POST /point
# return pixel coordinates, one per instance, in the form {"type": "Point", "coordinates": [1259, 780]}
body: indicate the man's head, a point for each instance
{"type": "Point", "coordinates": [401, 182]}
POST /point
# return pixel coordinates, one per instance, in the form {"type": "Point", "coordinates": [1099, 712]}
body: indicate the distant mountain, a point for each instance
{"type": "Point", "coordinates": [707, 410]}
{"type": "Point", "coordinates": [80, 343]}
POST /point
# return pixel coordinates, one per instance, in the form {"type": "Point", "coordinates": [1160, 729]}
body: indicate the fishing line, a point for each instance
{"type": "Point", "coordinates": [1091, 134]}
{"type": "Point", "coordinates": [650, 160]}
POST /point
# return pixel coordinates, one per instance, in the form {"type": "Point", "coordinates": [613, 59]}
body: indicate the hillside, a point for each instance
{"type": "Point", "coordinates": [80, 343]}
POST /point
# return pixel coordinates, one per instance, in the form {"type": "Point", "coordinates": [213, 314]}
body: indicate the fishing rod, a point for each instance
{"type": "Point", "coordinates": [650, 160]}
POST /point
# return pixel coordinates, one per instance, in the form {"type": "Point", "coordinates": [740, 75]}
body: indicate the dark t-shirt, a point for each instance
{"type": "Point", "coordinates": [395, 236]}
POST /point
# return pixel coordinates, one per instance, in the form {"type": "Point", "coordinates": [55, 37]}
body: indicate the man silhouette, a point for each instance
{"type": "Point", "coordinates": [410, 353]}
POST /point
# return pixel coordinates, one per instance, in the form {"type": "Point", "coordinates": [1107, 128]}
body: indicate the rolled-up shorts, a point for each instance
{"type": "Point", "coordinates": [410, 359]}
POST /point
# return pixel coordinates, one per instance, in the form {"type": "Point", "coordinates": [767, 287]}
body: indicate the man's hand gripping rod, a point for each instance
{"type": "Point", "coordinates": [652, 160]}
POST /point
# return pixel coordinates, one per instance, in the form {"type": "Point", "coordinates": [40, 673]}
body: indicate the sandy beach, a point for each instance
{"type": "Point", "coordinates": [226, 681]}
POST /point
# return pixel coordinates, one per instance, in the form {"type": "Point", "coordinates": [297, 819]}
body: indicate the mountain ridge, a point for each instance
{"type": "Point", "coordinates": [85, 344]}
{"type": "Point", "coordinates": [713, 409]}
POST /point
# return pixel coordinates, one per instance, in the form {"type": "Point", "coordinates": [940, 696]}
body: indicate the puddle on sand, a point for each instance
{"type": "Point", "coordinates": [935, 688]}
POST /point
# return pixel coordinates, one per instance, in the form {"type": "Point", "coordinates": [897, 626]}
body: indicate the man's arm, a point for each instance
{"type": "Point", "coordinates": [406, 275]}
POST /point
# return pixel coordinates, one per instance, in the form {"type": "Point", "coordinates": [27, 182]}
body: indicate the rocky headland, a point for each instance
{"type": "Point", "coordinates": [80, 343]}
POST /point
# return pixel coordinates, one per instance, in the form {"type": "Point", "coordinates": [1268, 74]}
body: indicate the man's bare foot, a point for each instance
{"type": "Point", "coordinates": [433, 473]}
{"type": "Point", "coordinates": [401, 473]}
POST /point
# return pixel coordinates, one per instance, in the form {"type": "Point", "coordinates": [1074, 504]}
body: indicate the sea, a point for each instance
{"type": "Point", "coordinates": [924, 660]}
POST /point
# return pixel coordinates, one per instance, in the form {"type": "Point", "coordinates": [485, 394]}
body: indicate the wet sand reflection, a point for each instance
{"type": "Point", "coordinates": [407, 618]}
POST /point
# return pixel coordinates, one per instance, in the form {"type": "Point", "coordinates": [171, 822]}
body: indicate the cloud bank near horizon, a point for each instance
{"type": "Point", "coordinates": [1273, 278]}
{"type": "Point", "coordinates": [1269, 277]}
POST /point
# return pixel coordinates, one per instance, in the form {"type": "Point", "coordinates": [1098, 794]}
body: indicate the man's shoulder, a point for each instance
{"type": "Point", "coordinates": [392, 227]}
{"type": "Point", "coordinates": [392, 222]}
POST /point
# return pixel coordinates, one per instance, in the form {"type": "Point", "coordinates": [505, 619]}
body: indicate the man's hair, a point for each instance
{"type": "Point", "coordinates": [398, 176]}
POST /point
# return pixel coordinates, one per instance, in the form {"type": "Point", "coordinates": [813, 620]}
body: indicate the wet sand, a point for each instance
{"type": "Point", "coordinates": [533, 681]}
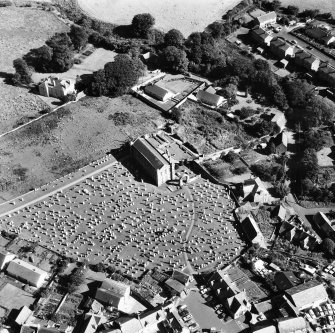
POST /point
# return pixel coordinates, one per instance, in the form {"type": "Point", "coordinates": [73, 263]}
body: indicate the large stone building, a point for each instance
{"type": "Point", "coordinates": [27, 273]}
{"type": "Point", "coordinates": [158, 154]}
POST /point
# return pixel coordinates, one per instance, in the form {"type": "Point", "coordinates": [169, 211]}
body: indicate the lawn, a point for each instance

* _TASK DETAILS_
Please, without any pictures, print each entry exactly.

* _RESPONSE_
POST /point
# return pixel coordinates, one per instance, in the form {"type": "Point", "coordinates": [1259, 780]}
body: indicate the man's head, a point for each instance
{"type": "Point", "coordinates": [401, 182]}
POST /point
# return pixel coordinates, one per instance, in the form {"type": "Point", "coordinates": [1099, 712]}
body: indicate the distant mountain, a point for each instance
{"type": "Point", "coordinates": [707, 410]}
{"type": "Point", "coordinates": [80, 343]}
POST /point
# return pixel coordinates, one per instance, in the form {"type": "Point", "coordinates": [1160, 729]}
body: indicate the fishing line, a point for each instance
{"type": "Point", "coordinates": [1091, 134]}
{"type": "Point", "coordinates": [650, 160]}
POST /point
# return pixel coordinates, one per instance, in the form {"type": "Point", "coordinates": [613, 59]}
body: indicate the hillside, a point for each instance
{"type": "Point", "coordinates": [80, 343]}
POST /point
# return pixel coordinates, one per instance, in the form {"type": "Point", "coordinates": [213, 314]}
body: indicate the fishing rod, a point for each instance
{"type": "Point", "coordinates": [650, 160]}
POST /point
# return pixel coordinates, one per instance, in the form {"type": "Point", "coordinates": [740, 75]}
body: indicate the dark t-shirt, a point for each instance
{"type": "Point", "coordinates": [395, 236]}
POST /point
# return pixel coordinates, one per instance, in the form {"type": "Point", "coordinates": [55, 37]}
body: indicate the man silhouette, a point for each instance
{"type": "Point", "coordinates": [410, 353]}
POST /point
# return pixel coordinates, one per instance, in the form {"type": "Point", "coordinates": [1107, 128]}
body: indicate the rolled-up shorts, a point for each instance
{"type": "Point", "coordinates": [410, 359]}
POST /point
# return pixel coordinates, one per instance, in the form {"type": "Point", "coordinates": [767, 287]}
body: indicate the man's hand gripping rod, a point for each instance
{"type": "Point", "coordinates": [652, 160]}
POST /point
# return pixel coordinates, one per instance, in the form {"type": "Point", "coordinates": [40, 673]}
body: indicate the sandy beach, a point for each instance
{"type": "Point", "coordinates": [226, 681]}
POST /point
# return pixel coordinates, one per instance, in the form {"type": "Point", "coordinates": [297, 819]}
body: indicate the mountain ridge, a point for each instance
{"type": "Point", "coordinates": [85, 344]}
{"type": "Point", "coordinates": [713, 409]}
POST /point
# return pixel coordinates, one per instance, in the form {"type": "Point", "coordinates": [940, 696]}
body: indicate the puddle on sand, a point for each instance
{"type": "Point", "coordinates": [935, 688]}
POST /point
# return pixel coordinates, one per instance, in the form {"type": "Point", "coordinates": [897, 626]}
body: indicate the man's arm, a point for each instance
{"type": "Point", "coordinates": [406, 275]}
POST /point
# return pixel coordinates, one per instance, in the form {"type": "Point", "coordinates": [27, 182]}
body: indicate the rocky headland, a point for each instance
{"type": "Point", "coordinates": [80, 343]}
POST /point
# return pixel coordinates, one per instance, in the form {"type": "Point", "coordinates": [1268, 74]}
body: indicate the man's bare foot, a point for each instance
{"type": "Point", "coordinates": [433, 473]}
{"type": "Point", "coordinates": [401, 473]}
POST /point
# return pixel coordinates, one per instance, in the form {"type": "Point", "coordinates": [1074, 504]}
body: indicate the sea, a point for each instance
{"type": "Point", "coordinates": [924, 660]}
POST /point
# return pixel coordinates, one per instance, in the form {"type": "Point", "coordinates": [485, 394]}
body: indicate the wet sand reflection, a point for each instance
{"type": "Point", "coordinates": [407, 618]}
POST /point
# return pixel coordinates, one per instance, in the form {"type": "Point", "coordinates": [171, 822]}
body: indicate the cloud bank near horizon, a point for each instance
{"type": "Point", "coordinates": [1273, 278]}
{"type": "Point", "coordinates": [1269, 277]}
POST /point
# return pixel coordinates, one per instance, in the form {"type": "Point", "coordinates": [1098, 794]}
body: indicate the man's shoulder, a point for each instance
{"type": "Point", "coordinates": [392, 227]}
{"type": "Point", "coordinates": [392, 222]}
POST /point
# return pixel coordinates, one per instance, in the form {"type": "Point", "coordinates": [505, 619]}
body: indicate the man's hair, a point for each instance
{"type": "Point", "coordinates": [398, 176]}
POST /point
# return pixel coordinates, one per instance, in the form {"type": "Point", "coordinates": [813, 620]}
body: indicate the wet sand, a point for each instance
{"type": "Point", "coordinates": [533, 681]}
POST /point
# return pixel coordinates, one per instance, in the form {"type": "Point", "coordinates": [73, 263]}
body: indicate the large stone building, a point for each instance
{"type": "Point", "coordinates": [27, 273]}
{"type": "Point", "coordinates": [158, 154]}
POST /point
# return pixel coordinates, one per instance, in the form {"type": "Point", "coordinates": [169, 211]}
body: indicate the lawn, a point for each instance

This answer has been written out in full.